REQUIREMENTS ::
1 - Answer these questions about the microphone shopping account:
(a) What was the price of the used beyerdynamic ribbon mic?
(b) What color scheme does the new Guitar Center store have?
(c) What is the retail price of the goRack performance processor?
2 - Please reproduce the stretch of the microphone shopping account from "We continued to" through "cost around $200." word for word.
======== DOCUMENT
We continued to look at what else the store had on hand. The used mics were more interesting: for example, a beyerdynamic ribbon mic for $269.99 housed a thin plastic ribbon behind a somewhat-misshapen chrome basket. “This is very sensitive…not for live use,” he said. I asked if there was any sort of description of its frequency response, so he fished the frequency response graph out of the box. He also showed me an AKG C1000 S studio condenser mic in a case, which cost around $200.
“So, how would you test the microphones?” I asked. “Well, maybe if you had a friend who had a recording studio, you could ask him about mics,” he responded. “But couldn’t you set it up so that I could try a few mics side by side?” I asked. He frowned, saying, “Back when Leo’s Pro Audio was around, they were set up for that. Now, there’s nothing.” I found it ironic that he mentioned the defunct Leo’s, since that store had been renowned for its snobbiness. My first purchase there back in the day was of a completely unnecessary $60 de-Gausser to remove tape hiss (and, possibly, to erase credit cards). They had always treated me like a silly little girl. I thanked the man, walked past the rows of amps and cords, and exited the store.
5925 Shellmound St.
Emeryville CA 94608
Next up? Guitar Center in Emeryville. Full disclosure: I love this place. It’s a perfect jewel of contemporary retail that gets both display and community right. The new Guitar Center kicks the old (El Cerrito) Guitar Center’s behind, and hard. Whereas the old store was just a gray box manned by goths, the new store has a bright, red-and-white color scheme. It has specialized rooms and sections galore: a keyboard room, monitor testing station, wood-paneled acoustic guitar room, percussion room and more. It’s a feast for the senses and, unlike many stores, it’s pristine, right down to the clean restroom with a baby-changing table and the tricked-out rehearsal and lesson rooms.
As soon as I approached the main counter, several clerks asked me if I needed help. I chose the man who seemed the most enthused when I mentioned microphones. We set to looking at the performing mics displayed in the counter case. (A display of about 20 different large-diaphragm studio condenser mics was nearby in a vertical case against the wall.) The Sennheiser e 935 and the Shure SM57, SM58, BETA 57A and BETA 58A were up top. A beautiful, new brushed-nickel-bodied Shure KSM8 caught my eye, so I asked about it. “That’s a $500 mic,” the man said. “It’s a dual-diaphragm dynamic mic.”
I told him that I use a Sennheiser e 945 supercardioid, but that I still have feedback issues in a big-band situation. I asked him about the Shure BETA models. “They get you five more decibels of gain before feedback,” he responded. However, he acknowledged that my existing mic is a very good one. He mentioned monitor wedge positioning as being crucial (check!), and then we began to discuss feedback-suppression processors. He recommended a dedicated mic preamp, or the goRack performance processor, which retails for $69 and combines a mic preamp, EQ, feedback suppressor, sub-harmonic synth and compressor.
================
======== DATA SHOWN
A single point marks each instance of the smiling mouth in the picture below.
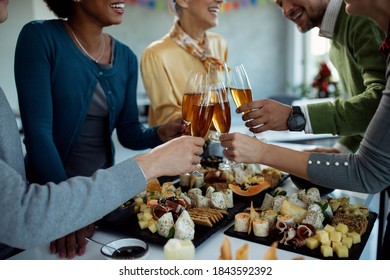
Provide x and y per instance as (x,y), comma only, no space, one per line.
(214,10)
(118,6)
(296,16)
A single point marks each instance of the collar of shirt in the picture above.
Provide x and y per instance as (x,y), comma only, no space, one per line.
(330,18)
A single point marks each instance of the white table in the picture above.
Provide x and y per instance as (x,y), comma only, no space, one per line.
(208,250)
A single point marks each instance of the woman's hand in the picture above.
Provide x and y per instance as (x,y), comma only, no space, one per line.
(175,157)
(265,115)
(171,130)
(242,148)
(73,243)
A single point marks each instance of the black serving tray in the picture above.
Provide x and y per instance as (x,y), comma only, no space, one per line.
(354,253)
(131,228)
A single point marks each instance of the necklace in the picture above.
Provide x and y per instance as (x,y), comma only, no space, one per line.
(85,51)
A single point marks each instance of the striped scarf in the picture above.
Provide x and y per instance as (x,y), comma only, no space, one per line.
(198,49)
================
======== DATA SHOWN
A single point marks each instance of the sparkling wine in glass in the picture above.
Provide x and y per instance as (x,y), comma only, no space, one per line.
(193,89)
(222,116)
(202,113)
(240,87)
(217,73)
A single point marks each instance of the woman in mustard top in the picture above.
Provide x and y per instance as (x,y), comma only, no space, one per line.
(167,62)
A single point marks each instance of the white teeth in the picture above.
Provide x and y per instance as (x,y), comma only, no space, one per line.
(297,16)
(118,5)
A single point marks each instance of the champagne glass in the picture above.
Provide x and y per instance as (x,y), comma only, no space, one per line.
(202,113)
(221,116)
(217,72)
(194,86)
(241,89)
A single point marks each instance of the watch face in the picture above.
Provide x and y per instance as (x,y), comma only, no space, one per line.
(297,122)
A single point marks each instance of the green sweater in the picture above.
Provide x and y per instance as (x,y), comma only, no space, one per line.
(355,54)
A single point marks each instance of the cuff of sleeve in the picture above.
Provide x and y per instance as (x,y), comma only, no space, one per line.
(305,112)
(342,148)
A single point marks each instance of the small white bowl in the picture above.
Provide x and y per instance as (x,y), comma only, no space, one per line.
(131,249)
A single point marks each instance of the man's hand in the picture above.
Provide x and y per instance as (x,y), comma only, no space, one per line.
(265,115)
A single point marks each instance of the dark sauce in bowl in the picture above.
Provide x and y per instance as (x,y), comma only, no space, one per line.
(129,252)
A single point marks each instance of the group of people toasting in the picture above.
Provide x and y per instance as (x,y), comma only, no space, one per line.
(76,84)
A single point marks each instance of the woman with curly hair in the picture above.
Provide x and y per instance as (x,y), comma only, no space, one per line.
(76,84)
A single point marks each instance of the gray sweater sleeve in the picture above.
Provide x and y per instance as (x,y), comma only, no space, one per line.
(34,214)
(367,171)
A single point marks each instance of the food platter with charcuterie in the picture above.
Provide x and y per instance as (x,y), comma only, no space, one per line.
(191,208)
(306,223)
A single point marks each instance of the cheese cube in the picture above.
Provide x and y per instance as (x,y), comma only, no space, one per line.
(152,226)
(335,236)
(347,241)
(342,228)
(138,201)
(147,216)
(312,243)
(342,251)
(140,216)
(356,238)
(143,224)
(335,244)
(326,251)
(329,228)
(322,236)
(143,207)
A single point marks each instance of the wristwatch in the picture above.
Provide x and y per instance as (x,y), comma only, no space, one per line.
================
TASK-BY-TASK RESULTS ::
1 -
(a) $269.99
(b) A bright red-and-white color scheme
(c) $69

2 -
We continued to look at what else the store had on hand. The used mics were more interesting: for example, a beyerdynamic ribbon mic for $269.99 housed a thin plastic ribbon behind a somewhat-misshapen chrome basket. “This is very sensitive…not for live use,” he said. I asked if there was any sort of description of its frequency response, so he fished the frequency response graph out of the box. He also showed me an AKG C1000 S studio condenser mic in a case, which cost around $200.